» **Request**: Return every entry exactly as written.

» **Record excerpts**:

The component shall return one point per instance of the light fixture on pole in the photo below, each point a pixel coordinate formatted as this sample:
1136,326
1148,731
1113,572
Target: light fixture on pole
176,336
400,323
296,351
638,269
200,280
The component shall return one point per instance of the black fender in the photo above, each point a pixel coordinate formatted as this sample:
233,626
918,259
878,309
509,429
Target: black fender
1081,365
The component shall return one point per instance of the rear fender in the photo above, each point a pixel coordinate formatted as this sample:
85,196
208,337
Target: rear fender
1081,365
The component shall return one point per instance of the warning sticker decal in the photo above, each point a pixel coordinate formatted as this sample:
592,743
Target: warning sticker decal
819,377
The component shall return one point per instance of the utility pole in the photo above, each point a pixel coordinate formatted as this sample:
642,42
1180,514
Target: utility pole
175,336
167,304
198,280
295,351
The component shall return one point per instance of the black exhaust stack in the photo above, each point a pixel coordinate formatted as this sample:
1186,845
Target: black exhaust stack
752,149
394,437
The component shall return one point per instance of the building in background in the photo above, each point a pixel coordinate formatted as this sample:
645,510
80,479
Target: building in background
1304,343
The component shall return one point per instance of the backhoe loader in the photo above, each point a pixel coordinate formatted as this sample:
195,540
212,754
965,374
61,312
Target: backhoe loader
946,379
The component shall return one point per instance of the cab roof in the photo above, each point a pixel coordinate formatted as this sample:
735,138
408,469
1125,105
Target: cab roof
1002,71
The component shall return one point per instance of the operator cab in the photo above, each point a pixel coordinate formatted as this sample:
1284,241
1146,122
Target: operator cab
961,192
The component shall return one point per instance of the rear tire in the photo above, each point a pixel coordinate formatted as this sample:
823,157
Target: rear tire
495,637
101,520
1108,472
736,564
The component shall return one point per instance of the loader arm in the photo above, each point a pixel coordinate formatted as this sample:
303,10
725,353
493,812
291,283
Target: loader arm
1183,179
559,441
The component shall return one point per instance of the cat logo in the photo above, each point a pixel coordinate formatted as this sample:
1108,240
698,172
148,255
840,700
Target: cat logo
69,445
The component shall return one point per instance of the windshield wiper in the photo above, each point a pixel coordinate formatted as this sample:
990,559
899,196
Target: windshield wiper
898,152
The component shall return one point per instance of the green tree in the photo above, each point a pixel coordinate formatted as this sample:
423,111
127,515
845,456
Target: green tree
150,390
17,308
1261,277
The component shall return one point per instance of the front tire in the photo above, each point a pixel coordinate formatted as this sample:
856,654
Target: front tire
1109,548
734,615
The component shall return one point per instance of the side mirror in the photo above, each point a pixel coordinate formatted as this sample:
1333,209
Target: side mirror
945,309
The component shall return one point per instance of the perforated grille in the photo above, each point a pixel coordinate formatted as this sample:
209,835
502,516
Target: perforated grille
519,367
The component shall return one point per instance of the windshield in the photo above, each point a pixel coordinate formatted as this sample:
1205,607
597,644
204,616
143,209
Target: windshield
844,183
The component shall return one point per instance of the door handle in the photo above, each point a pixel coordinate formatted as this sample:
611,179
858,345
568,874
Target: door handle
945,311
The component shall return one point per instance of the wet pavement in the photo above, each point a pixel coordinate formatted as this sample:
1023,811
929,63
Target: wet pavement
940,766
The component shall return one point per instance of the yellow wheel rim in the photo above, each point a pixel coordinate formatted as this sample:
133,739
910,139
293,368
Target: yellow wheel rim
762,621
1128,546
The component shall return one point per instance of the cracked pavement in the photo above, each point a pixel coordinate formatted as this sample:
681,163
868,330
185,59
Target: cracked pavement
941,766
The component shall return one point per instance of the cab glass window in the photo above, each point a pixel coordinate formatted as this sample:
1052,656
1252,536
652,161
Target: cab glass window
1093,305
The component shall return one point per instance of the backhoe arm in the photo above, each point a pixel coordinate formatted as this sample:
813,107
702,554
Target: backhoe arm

» **Task solution**:
The component shall return one point per instance of the light fixture on pole in the photo below, each point a pixel coordinate formatted as this sample:
1136,326
1148,731
1113,572
Target: light fixture on pole
176,336
400,323
296,351
638,269
200,280
The component shall return one point per instance of the black fender in the photo above, each point a pixel coordinate formatted as this sample:
233,626
918,259
878,309
509,429
Target: black fender
1081,365
The component shall return one point per instance of the rear fender in the photo above, each point a pixel coordinate formatted as this sample:
85,196
208,337
Target: rear fender
1081,365
The component shall return one point per instance of the warning sticker decal in the photo above, each point a pixel coordinate formatted as this sample:
592,743
Target: warning sticker decal
819,377
The component shall return one point per instance of the utility pole in the photo above, each point a pixel coordinate formatted as this sample:
642,42
1180,514
Target: utility pole
175,336
167,304
198,280
295,351
The component shall return one point per instance of the black exhaust stack in the photo above, each point a pixel coordinate formatted as this sample:
1186,845
Target: black exhaust stack
752,149
394,437
The component shall return one point per instance of the building in background in the photo above, each point a pixel coordinate formatted as this sample:
645,510
80,479
Target: building in background
1304,343
The component shall return one point per instance of the backhoe loader in the photo above, each point a pixel coordinate formatted as this sample:
195,540
212,754
965,374
61,312
Target: backhoe loader
946,379
The component shall return one point per instance of the cab roof in the photo above, each point a pixel coordinate formatted as this sample:
735,138
408,469
1125,105
Target: cab roof
1002,71
The component shall return one point per instance of the operator cab in the photo above, each point a pixel coordinate formatted as this sample:
1284,241
1146,122
Target: operator cab
961,192
The component shall return one point per instance of the rear tire in the photo above, each point a pixel coordinate formatted as this sample:
823,157
Target: rear tire
495,637
101,520
1108,472
736,564
The component shall return one point per instance of the loader arm in the photo above, each point a pixel coordinate formatted as this sample:
303,10
725,353
493,812
291,283
Target: loader arm
1183,179
559,441
The component shall return one point per instance of the cat logo in the photo above, each point a pixel coordinate formatted as this sample:
1108,240
698,172
148,255
840,700
Target: cat logo
69,445
The component shall return one point per instance of the windshield wiper in the photo above, each point a pixel coordinate formatted as this sample:
990,559
899,196
Target: windshield wiper
898,152
The component shall return one point per instance of the green tree in the photo above, each point a pixel coordinate formatted as this sample:
423,111
127,515
845,456
Target: green tree
150,390
17,308
1261,277
The component shall return one point per instance of the front tire in the photo above, each point a pixel coordinate formatted as this sample:
856,654
Target: front tire
1109,548
734,615
The component shall return one point per instance of the side mirror in the photo above, each point a pixel coordinate formatted as this sample:
1333,209
Target: side mirror
945,309
The component shall return one point per instance of the perforated grille in the photo above, each point a pixel coordinate formatted as this sample:
209,835
502,516
Target: perforated grille
519,367
The component shall return one point per instance of the windshield in the photo above, each point a pixel coordinate formatted as this sample:
1205,607
597,644
204,616
143,209
Target: windshield
844,183
The component shall return one point per instance of the door handle in the photo above, each point a pixel coordinate formatted as this sample:
611,179
858,345
568,874
Target: door handle
945,311
The component shall return one point per instance of the wet pavement in the photo above, each point a pixel coordinate formatted as this sample:
1023,811
929,63
Target: wet pavement
940,766
The component shall return one point per instance of the yellow wheel rim in the photo above, each point a pixel coordinate formatted as this sample:
133,739
910,139
293,368
Target: yellow wheel rim
762,621
1128,546
The component shall return one point per instance of the cracked pavement in the photo above, each point a pixel coordinate formatted as this sample:
681,163
868,330
185,59
Target: cracked pavement
941,766
The component shall return one point per instance of the cab glass window in the photo above, each point a pixel coordinate formatted as this sample:
1052,656
1252,536
652,161
Target: cab glass window
1093,305
The component shall return one point per instance of the backhoe arm in the photo above, each point a pixel coordinate formatted as this sample:
813,107
702,554
Target: backhoe arm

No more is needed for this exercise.